▶ [Task goal] Rewrite every one of the records below, replacing "instance" with "occurrence" and leaving everything else as it is. Leave the pictures out of your answer.

▶ [Records for processing]
•••••

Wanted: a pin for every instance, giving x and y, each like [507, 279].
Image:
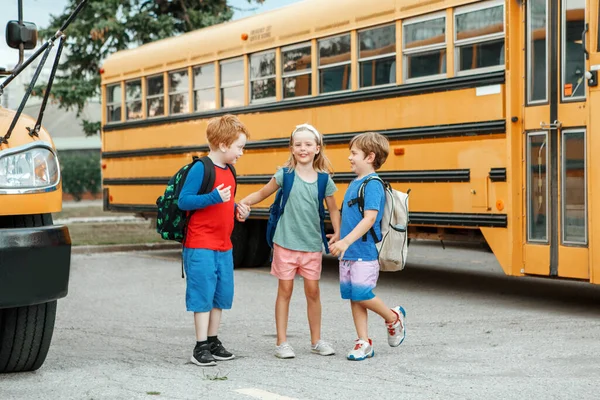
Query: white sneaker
[361, 350]
[397, 330]
[322, 348]
[284, 350]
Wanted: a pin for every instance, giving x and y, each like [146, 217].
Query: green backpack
[171, 221]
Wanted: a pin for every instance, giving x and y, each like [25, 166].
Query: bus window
[204, 88]
[573, 180]
[297, 77]
[178, 92]
[573, 59]
[113, 103]
[133, 99]
[537, 51]
[262, 76]
[155, 96]
[232, 83]
[377, 56]
[537, 187]
[334, 64]
[424, 47]
[479, 37]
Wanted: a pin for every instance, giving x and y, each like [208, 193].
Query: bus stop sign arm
[47, 46]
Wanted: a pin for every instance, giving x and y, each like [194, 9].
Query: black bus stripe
[413, 89]
[438, 131]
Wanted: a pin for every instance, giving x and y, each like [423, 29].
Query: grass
[85, 234]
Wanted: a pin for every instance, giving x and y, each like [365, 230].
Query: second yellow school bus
[490, 108]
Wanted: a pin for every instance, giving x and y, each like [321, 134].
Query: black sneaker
[218, 351]
[202, 356]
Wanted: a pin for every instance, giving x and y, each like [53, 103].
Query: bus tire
[257, 248]
[25, 336]
[239, 240]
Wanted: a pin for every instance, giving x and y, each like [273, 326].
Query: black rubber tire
[25, 336]
[239, 239]
[25, 332]
[258, 251]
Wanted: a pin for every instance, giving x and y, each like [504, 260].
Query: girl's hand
[333, 237]
[339, 248]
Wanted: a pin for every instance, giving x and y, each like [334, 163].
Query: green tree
[106, 26]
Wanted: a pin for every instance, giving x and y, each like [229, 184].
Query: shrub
[80, 174]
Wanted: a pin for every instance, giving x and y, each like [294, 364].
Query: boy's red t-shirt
[211, 227]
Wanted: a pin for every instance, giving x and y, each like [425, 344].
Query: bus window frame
[379, 57]
[423, 49]
[197, 88]
[155, 96]
[295, 73]
[479, 39]
[563, 180]
[563, 56]
[231, 84]
[114, 103]
[129, 101]
[529, 59]
[185, 92]
[334, 65]
[270, 99]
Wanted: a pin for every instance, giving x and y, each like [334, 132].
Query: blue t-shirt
[351, 216]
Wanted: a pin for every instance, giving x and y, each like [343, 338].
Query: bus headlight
[33, 166]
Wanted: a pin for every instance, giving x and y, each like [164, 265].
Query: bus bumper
[34, 265]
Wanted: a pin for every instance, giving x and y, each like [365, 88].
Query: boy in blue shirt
[359, 265]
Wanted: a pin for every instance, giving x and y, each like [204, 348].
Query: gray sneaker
[284, 350]
[322, 348]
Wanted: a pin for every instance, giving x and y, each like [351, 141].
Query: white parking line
[262, 394]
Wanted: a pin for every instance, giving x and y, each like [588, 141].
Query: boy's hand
[225, 193]
[243, 211]
[333, 237]
[339, 248]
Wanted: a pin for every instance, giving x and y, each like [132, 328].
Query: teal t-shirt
[299, 227]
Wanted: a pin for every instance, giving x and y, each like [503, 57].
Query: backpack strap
[360, 200]
[208, 181]
[322, 181]
[232, 169]
[288, 182]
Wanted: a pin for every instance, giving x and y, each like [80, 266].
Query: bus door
[556, 137]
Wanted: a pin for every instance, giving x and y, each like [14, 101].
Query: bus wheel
[25, 335]
[257, 249]
[239, 239]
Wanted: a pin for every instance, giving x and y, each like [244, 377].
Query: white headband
[309, 128]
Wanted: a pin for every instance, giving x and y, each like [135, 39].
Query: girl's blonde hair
[321, 163]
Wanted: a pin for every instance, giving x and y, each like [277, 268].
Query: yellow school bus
[489, 106]
[35, 254]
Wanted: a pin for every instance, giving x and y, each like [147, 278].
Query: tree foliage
[106, 26]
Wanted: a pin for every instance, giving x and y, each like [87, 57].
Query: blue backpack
[278, 206]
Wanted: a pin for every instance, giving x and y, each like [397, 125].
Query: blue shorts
[209, 279]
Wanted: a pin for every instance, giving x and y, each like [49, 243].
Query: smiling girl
[297, 241]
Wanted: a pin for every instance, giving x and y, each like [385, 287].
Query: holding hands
[338, 248]
[243, 211]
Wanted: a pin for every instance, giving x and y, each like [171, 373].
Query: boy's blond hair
[372, 142]
[225, 129]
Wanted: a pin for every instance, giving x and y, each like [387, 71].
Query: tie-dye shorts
[358, 279]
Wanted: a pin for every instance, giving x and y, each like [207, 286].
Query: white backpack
[393, 246]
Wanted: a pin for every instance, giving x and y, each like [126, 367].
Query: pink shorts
[286, 262]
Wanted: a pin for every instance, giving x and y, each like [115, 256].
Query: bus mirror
[25, 34]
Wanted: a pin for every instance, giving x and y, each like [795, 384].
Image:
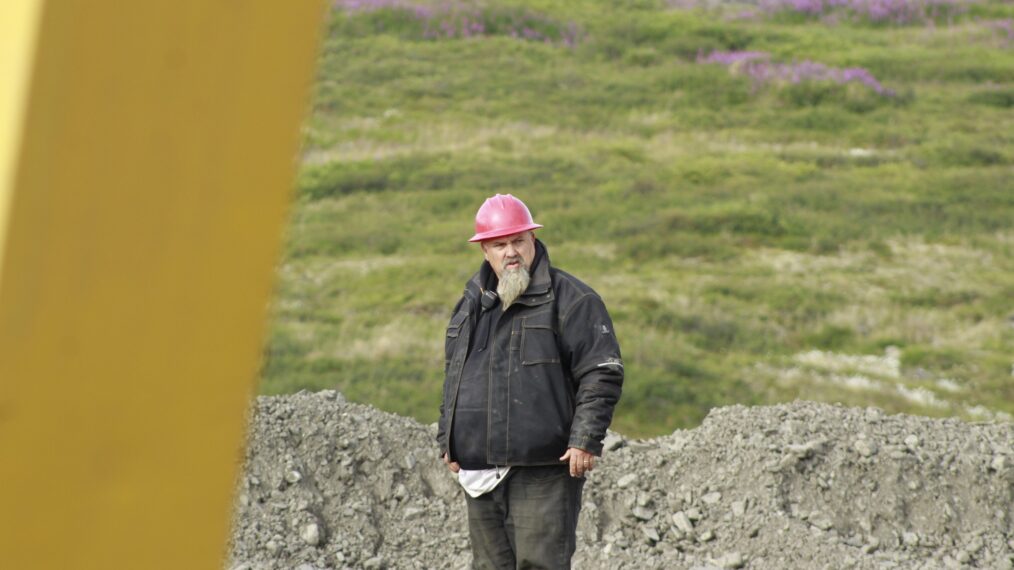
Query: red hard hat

•••••

▶ [Response to the task]
Wanted: a pin for every occurrence, giving x and y, each like [507, 279].
Image:
Query: white sneaker
[361, 350]
[397, 330]
[322, 348]
[284, 350]
Wanted: a pin for every occurrence, giving x and y, each like [146, 217].
Query: green backpack
[171, 221]
Wanted: a pin for every occurrence, giving x and y, each like [25, 166].
Query: bus window
[204, 88]
[573, 180]
[297, 77]
[178, 92]
[573, 59]
[113, 103]
[133, 99]
[537, 51]
[262, 76]
[155, 96]
[232, 83]
[377, 56]
[537, 187]
[334, 64]
[424, 47]
[479, 37]
Wanted: a pin for every occurrence, giving x and y, each like [208, 193].
Query: bus stop sign arm
[47, 46]
Wanted: a pin for every occurrence, giving x and y, each like [194, 9].
Query: black bus stripe
[413, 89]
[438, 131]
Wanted: a pin for every occurrence, giving x and y, each like [423, 29].
Query: grass
[85, 234]
Wanted: a pin for every occurrence, giving x and y, each like [365, 230].
Query: second yellow school bus
[490, 108]
Wanted: a pin for every occurrence, giving x and y, each like [321, 134].
Query: black sneaker
[218, 351]
[202, 356]
Wanted: a pin for every occurrence, giving x and y, each like [53, 103].
Query: bus tire
[257, 248]
[25, 336]
[239, 240]
Wanted: a pin for every occurrence, giving x and y, each like [273, 326].
Query: black rubber tire
[25, 336]
[239, 239]
[25, 332]
[258, 251]
Wanted: a pin for every occurrence, giving x and y, each like [504, 260].
Query: girl's hand
[333, 237]
[339, 248]
Wanted: a pin for every occurrence, giving x and y, each like [334, 163].
Query: green tree
[106, 26]
Wanted: a pin for every occurrence, giving x and y, each like [229, 184].
Query: shrub
[80, 174]
Wanted: a pin for every occurrence, giving x and y, each like [294, 364].
Query: boy's red t-shirt
[211, 227]
Wanted: a pin for every occurrence, giving x and y, each like [425, 344].
Query: bus window frame
[379, 57]
[423, 49]
[197, 88]
[155, 96]
[295, 73]
[479, 39]
[563, 180]
[563, 56]
[231, 84]
[114, 103]
[129, 101]
[529, 59]
[185, 92]
[334, 65]
[270, 99]
Wanted: a pin for every occurrence, giving x and y, each like [334, 132].
Query: blue t-shirt
[351, 216]
Wanted: a pin for every occurrence, giving x and y, each like [343, 338].
Query: bus headlight
[33, 166]
Wanted: a pin for every occurrence, giving x and y, each like [164, 265].
Query: bus bumper
[34, 265]
Wanted: a pin for every occurrence, giving x and y, each like [365, 88].
Query: boy in blue shirt
[359, 265]
Wanted: a pin for every occurrence, giving x and y, each like [204, 348].
Query: gray sneaker
[284, 350]
[322, 348]
Wanted: a pin for every occurrence, giving x and y, each like [351, 141].
Query: white parking line
[262, 394]
Wanted: a pin for every occurrence, giving x and y, each like [588, 141].
Query: boy's hand
[225, 193]
[243, 211]
[333, 237]
[339, 248]
Wanted: a pin for every occurrence, giving x and y, each like [132, 328].
Query: teal t-shirt
[299, 227]
Wanted: a pin for every occurrence, giving x and y, each like [503, 57].
Query: backpack strap
[360, 200]
[208, 181]
[322, 181]
[232, 169]
[288, 182]
Wanted: a pin for every occurrence, giving x and y, each like [80, 266].
Query: bus door
[556, 137]
Wanted: a pin for every occurrence, giving x and y, each like [14, 101].
Query: bus wheel
[25, 335]
[257, 249]
[239, 239]
Wanted: a pin for every occurrence, giving x and y, each like [244, 377].
Query: white headband
[309, 128]
Wanted: a pin for every occurrence, giving x and y, each like [135, 39].
Query: girl's blonde hair
[321, 163]
Wanted: a pin for every occurrence, giving x and y, each like [277, 268].
Query: yellow school bus
[489, 106]
[35, 254]
Wanted: a pin for every occurrence, giving x and y, each like [147, 278].
Query: tree foliage
[106, 26]
Wanted: a pin for every occurrence, giving x and y, each like [87, 57].
Query: blue backpack
[278, 206]
Wanted: a pin for every occurrence, giving x and y, each like [397, 125].
Query: blue shorts
[209, 279]
Wanted: a pin for every occurrence, giving x and y, each like [49, 243].
Query: smiling girl
[297, 241]
Wanted: a pin for every occurrence, giving x and y, each like [385, 287].
Query: holding hands
[338, 248]
[243, 211]
Wanted: a pin for every occurrence, giving x and y, each like [171, 373].
Query: boy's blond hair
[372, 142]
[225, 129]
Wanted: a pin for every occurrence, giving x and y, each like [387, 71].
Query: tie-dye shorts
[358, 279]
Wanted: a pin for every occurrence, giving x and y, each like [207, 286].
Query: white backpack
[393, 246]
Wanted: a pin for every occurrence, giving x and y, each like [126, 367].
Query: pink shorts
[286, 262]
Wanted: a pin for every occurrence, giving x and y, each like [115, 256].
Query: bus mirror
[25, 34]
Wanted: a pin for every occurrence, giving x and y, each like [795, 384].
Image:
Query: red hard hat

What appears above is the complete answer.